Give back every record exactly, images excluded.
- Opening Delimiter -
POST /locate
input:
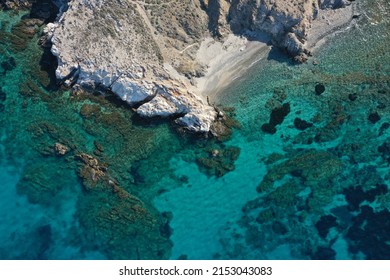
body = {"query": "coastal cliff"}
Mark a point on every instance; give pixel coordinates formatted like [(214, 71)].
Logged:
[(151, 54)]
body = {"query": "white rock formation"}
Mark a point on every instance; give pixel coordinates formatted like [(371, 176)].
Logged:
[(108, 43)]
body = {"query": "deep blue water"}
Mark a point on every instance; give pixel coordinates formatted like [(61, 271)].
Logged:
[(305, 177)]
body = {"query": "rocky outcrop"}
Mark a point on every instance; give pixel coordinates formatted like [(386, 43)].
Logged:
[(110, 43), (146, 52), (288, 22)]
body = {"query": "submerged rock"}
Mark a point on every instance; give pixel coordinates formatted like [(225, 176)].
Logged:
[(61, 149), (131, 49), (302, 124), (374, 117), (320, 89)]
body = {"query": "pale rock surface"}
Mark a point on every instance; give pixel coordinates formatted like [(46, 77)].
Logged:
[(155, 54)]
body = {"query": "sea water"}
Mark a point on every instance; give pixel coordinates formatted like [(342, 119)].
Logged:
[(314, 188)]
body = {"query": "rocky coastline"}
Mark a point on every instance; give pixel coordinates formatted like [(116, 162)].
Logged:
[(153, 54)]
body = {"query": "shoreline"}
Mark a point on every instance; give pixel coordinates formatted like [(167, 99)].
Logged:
[(230, 60), (328, 23), (226, 62)]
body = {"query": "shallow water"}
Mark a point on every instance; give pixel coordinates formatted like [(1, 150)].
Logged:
[(317, 193)]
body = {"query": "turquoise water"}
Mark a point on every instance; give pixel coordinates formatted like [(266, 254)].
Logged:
[(315, 187)]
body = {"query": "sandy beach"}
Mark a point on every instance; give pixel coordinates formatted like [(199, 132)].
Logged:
[(226, 62)]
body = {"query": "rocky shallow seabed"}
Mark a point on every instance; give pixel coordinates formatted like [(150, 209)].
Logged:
[(305, 174)]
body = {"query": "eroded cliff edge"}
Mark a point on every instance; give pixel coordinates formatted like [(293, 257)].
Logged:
[(147, 52)]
- Closing Delimiter -
▶ [Answer to the problem]:
POST /locate
input:
body = {"query": "coastal cliff"}
Mark a point on every instance; give pixel coordinates formatted like [(214, 71)].
Logged:
[(151, 54)]
body = {"query": "white rock formation"}
Mark a point on every instance; give pixel coordinates formatted like [(371, 176)].
Logged:
[(108, 43)]
body = {"query": "deep blue water"}
Mark a point on every instance; give pixel coordinates formatted like [(61, 271)].
Logged:
[(305, 177)]
body = {"query": "rocky outcrop"}
Mark a point on every instance; give pixel coordinates formatted like [(386, 43)].
Logged:
[(110, 43), (146, 52), (288, 22)]
body = {"query": "submerged rock"}
Mark a point on every instance; give pixel coordinates formatted like [(225, 176)].
Logged:
[(61, 149), (131, 49), (302, 124), (374, 117), (320, 89)]
body = {"query": "pale rock surface"}
Mark a point on every instance; give pixel coordinates formatted like [(46, 77)].
Logged:
[(155, 54)]
body = {"query": "sea water"}
Mark a point on every instance; give pixel coordinates formatted like [(342, 119)].
Logged:
[(314, 188)]
body = {"query": "rocky coastline"}
Mark a point on every instance; give pixel coordinates formatted like [(116, 162)].
Logged:
[(153, 54)]
body = {"query": "shoreline"}
Mark a point on every instance; give pixel coordinates formatted like [(167, 99)].
Logged:
[(230, 60), (328, 23), (226, 62)]
body = {"query": "shallow water"}
Mark a point on every instance; give pixel coordinates formatted like [(1, 150)].
Logged:
[(317, 193)]
body = {"query": "turquoise water"}
Mark a point on every instance; give pixel coordinates formatted like [(266, 254)].
Logged:
[(315, 187)]
body = {"query": "sandy beach"}
Mark a point on every instance; give pixel coordinates formatted like [(199, 132)].
Logged:
[(226, 62)]
body = {"query": "rocky shallow seabed"}
Mark a point on every instance; give pixel coordinates formatted like [(150, 209)].
Logged:
[(305, 174)]
body = {"query": "eroded cliff edge"}
Mark a point on every instance; give pixel coordinates formatted like [(293, 257)].
Logged:
[(147, 52)]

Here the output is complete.